Soal Latihan:
[1] Dalam teks tentang cara menghilangkan kemelekatan, jelaskan dalam satu sampai tiga kalimat alasan wanita yang ingin menjadi bhikkhuni dapat menjadi bhiksuni Mahayana.
[2] Menurut teks tentang cara menghilangkan kemelekatan, apa yang dianggap banyak orang di masyarakat Buddhis akan terjadi pada pria yang rajin ke vihara?
[3] Lanjutkan teks tentang cara menghilangkan kemelekatan mulai dari kalimat sesudah kalimat terakhir yang ditampilkan.

Teks Bacaan:
Sabtu, 24 Maret 2012

Cara Menghilangkan Kemelekatan





Oleh YM. Bhante Uttamo Mahathera.



Walaupun hanya sesaat saja orang pandai bergaul dengan orang bijaksana, namun dengan segera ia akan dapat mengerti Dhamma, bagaikan lidah yang dapat merasakan rasa sayur.
(Dhammapada V, 6)


Saudara-saudara, para bapak-ibu yang berbahagia, pada kesempatan ini, marilah kita berusaha melihat dan merenungkan perilaku umat Buddha di vihara. Seorang umat Buddha yang rajin mengikuti berbagai kegiatan di vihara, sering malah dipandang keliru oleh umat Buddha yang lain. Mereka akan berpikir bahwa apabila ada umat Buddha yang sering ke vihara dan rajin mengikuti berbagai kegiatan di vihara maka akhirnya ia nanti akan menjadi bhikkhu. Ataupun, kalau orang yang rajin ke vihara itu adalah seorang wanita, maka orang akan kuatir kalau ia nantinya menjadi seorang anagarini atau wanita yang meninggalkan keduniawian. Menurut anggapan banyak orang di masyarakat Buddhis, pria yang rajin ke vihara pastilah akan menjadi bhikkhu, sedangkan kalau wanita, ia akan menjadi seorang anagarini atau bahkan bhiksuni. Memang untuk aliran Theravada saat ini seorang wanita cukup menjadi seorang anagarini saja. Sedangkan kalau mereka ingin menjadi bhikhuni, mereka dapat menjadi bhiksuni Mahayana karena silsilah bhikkhuni Theravada telah punah. Namun, apabila ada sekelompok wanita yang mengaku dirinya sebagai bhikkhuni Theravada, hal itu adalah hak mereka mengaku dirinya sendiri. Namun, tentunya juga merupakan hak para umat Buddha Theravada lainnya untuk tidak mengakui mereka sebagai bhikkhuni Theravada. Namun, yang penting untuk ditekankan di sini adalah bahwa dalam masyarakat masih sering timbul anggapan yang menyatakan bahwa kalau ada orang yang sering beribadah di rumah, aktif mengikuti kebaktian di vihara maupun melakukan berbagai kegiatan religius lainnya, maka orang seperti itu pastilah akan menjadi seorang bhikkhu atau anagarini.

Catatan dari sebuah kumpulan data:
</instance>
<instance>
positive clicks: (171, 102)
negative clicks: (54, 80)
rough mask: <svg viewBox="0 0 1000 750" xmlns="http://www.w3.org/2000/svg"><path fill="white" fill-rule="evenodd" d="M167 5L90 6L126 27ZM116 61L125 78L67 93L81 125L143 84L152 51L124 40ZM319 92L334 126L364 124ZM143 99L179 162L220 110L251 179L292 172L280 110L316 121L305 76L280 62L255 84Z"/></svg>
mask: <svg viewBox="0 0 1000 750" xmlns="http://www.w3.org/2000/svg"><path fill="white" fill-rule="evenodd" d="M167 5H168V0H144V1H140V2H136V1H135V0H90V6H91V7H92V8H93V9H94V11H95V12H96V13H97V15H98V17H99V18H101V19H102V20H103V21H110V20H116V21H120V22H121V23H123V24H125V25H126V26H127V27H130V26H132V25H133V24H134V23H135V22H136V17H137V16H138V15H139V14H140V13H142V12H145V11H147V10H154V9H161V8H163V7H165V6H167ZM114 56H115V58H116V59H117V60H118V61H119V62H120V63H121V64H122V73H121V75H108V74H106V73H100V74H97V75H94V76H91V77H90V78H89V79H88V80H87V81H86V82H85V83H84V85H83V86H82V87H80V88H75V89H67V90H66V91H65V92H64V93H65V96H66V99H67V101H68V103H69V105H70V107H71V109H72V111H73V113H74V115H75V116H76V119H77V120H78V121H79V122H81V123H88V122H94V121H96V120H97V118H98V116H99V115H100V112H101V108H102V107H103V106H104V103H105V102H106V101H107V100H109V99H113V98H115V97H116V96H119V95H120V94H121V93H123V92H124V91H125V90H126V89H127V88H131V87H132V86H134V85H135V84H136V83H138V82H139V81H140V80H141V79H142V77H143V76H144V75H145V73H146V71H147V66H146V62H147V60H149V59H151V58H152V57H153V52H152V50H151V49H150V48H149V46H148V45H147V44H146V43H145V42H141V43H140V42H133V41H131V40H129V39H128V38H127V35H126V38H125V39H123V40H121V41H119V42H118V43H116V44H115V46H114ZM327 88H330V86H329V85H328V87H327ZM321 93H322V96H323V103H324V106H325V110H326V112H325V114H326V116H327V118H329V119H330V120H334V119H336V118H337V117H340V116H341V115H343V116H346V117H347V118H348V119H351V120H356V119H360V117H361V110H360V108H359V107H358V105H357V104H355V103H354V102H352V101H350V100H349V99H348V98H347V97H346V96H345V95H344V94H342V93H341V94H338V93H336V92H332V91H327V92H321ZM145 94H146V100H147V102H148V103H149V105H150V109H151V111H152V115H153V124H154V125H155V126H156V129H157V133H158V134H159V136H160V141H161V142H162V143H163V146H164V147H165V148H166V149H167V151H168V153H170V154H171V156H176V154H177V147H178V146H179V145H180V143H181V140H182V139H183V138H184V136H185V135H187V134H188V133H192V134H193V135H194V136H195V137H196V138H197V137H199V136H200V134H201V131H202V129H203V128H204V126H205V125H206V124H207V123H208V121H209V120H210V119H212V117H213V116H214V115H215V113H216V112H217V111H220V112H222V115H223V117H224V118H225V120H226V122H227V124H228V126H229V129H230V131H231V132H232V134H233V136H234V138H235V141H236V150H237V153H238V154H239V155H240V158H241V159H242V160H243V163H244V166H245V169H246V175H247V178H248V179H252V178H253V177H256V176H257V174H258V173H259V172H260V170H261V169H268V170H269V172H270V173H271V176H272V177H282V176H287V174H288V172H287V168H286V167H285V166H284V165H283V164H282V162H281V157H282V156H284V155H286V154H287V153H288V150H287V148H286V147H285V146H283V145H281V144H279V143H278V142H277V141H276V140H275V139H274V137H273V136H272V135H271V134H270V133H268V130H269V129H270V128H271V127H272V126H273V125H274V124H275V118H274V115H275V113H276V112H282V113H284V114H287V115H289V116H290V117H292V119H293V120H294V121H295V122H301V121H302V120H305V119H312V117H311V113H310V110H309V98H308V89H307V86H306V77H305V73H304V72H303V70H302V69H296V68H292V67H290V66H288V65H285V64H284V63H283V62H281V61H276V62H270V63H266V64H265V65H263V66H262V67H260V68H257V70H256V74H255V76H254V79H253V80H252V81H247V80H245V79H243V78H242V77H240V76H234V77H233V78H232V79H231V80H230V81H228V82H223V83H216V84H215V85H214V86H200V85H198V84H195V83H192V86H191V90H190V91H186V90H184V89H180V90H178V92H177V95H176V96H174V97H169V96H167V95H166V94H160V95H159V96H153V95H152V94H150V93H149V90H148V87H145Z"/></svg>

Kunci Jawaban:
[1] Silsilah bhikkhuni Theravada telah punah. Oleh karena itu, wanita yang ingin menjadi bhikkhuni dapat menjadi bhiksuni Mahayana, sedangkan dalam aliran Theravada saat ini seorang wanita cukup menjadi anagarini.

[2] Pria itu dianggap pasti akan menjadi bhikkhu.

[3]
Tentu saja pola pikir semacam itu adalah pola pikir yang salah. Sejak jaman Sang Buddha jumlah para bhikkhu selalu lebih sedikit dibandingkan jumlah umat yang datang ke vihara. Padahal pada waktu itu Sang Buddha sendirilah yang mengajarkan Dhamma. Logikanya, apabila orang yang sering ke vihara dan mengadakan berbagai kegiatan ritual di vihara selalu akan menjadi bhikkhu, maka pada jaman Sang Buddha, pastilah jumlah bhikkhu jauh lebih banyak daripada jumlah umat yang ada. Namun, kenyataannya tidak demikian. Pernah diceritakan bahwa ketika Sang Buddha sedang berkumpul dengan 1250 orang bhikkhu, jumlah umat yang hadir pada saat itu lebih banyak daripada jumlah bhikkhu tersebut.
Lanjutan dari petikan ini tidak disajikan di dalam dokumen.